* _Your goal_: Copy out the line containing "out the water" and each line after it, through the last one in the material, exactly as written.

* _Records provided_:
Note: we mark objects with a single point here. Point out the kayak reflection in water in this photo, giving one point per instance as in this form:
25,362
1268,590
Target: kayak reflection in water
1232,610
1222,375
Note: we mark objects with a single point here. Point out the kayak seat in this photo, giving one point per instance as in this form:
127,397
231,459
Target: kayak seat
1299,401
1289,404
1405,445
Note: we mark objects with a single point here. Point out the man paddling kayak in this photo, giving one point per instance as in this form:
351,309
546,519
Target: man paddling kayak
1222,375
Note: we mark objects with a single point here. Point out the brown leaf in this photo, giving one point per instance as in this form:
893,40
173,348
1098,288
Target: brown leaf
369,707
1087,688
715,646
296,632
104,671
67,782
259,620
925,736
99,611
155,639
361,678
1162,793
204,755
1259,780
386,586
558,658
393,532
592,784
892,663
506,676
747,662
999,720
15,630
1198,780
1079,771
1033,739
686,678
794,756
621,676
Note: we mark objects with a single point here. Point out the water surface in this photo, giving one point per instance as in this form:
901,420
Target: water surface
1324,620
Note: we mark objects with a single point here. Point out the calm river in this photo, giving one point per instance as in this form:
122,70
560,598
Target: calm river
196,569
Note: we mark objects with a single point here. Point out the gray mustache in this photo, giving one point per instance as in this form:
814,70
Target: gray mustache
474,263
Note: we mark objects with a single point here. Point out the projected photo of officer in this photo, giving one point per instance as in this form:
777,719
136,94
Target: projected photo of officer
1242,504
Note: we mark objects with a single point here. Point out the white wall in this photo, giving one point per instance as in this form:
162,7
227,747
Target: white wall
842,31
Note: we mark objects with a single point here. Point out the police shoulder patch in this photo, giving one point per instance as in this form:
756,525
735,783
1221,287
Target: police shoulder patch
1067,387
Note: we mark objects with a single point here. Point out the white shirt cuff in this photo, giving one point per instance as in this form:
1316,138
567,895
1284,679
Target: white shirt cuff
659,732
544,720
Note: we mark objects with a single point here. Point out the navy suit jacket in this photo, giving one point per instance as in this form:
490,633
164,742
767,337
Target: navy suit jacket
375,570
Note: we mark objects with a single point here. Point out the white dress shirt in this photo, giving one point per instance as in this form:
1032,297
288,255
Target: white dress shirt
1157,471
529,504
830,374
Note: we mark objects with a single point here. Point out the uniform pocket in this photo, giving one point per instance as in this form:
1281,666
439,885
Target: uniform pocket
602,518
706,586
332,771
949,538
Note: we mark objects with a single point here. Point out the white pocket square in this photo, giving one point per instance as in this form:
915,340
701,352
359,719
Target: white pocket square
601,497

* _Written answer_:
Note: we mark objects with a single point here. Point out the water surface in this photo, giving one point per instance as in this form:
901,420
Target: water surface
1324,620
Note: we mark objects with a single point here. Point out the calm river in this photo, giving one point per instance as in this form:
122,70
560,598
Target: calm river
196,569
Note: we mark objects with a single point here. Point out the gray mustache in this photo, giving one point per instance as in this form:
814,70
Target: gray mustache
474,263
Note: we mark objects with a single point here. Point out the projected photo of officer in this photo, giving one point per instance as in this form:
777,719
136,94
Target: projected photo of officer
1242,504
Note: we mark objects with a single point here. Point out the white wall in this photo, giving one point per instance as in this form:
162,7
227,747
Target: white wall
842,31
Note: we mark objects with a single point here. Point out the police shoulder patch in this photo, giving one point per instance as in this form:
756,525
735,783
1221,287
Target: police shoulder patch
1067,387
Note: we mark objects with a single point here. Point out the white shirt cuff in this photo, giving one point per instance as in this form:
1316,138
567,895
1284,679
Target: white shirt cuff
659,732
544,720
Note: we mark objects with a single point here. Point out the navy suit jacket in this photo, giving one point per instance as in this form:
490,633
164,742
767,337
Target: navy suit jacket
375,570
Note: we mark objects with a single point here. Point out the white dress shirt in this photo, giving one point per instance as in this form:
1032,297
288,255
Target: white dress shirt
1157,471
529,504
830,374
Note: we mark objects with a single point here. Point out the uniform pocket in this photo, giving one point per instance as in this form:
1281,666
439,885
Target: uniform pocket
602,518
706,586
332,771
949,538
Note: we mark objects with a single point here. Point out the white pocket square in this photo, giving one point per instance as in this form:
915,340
701,352
359,719
Target: white pocket square
601,497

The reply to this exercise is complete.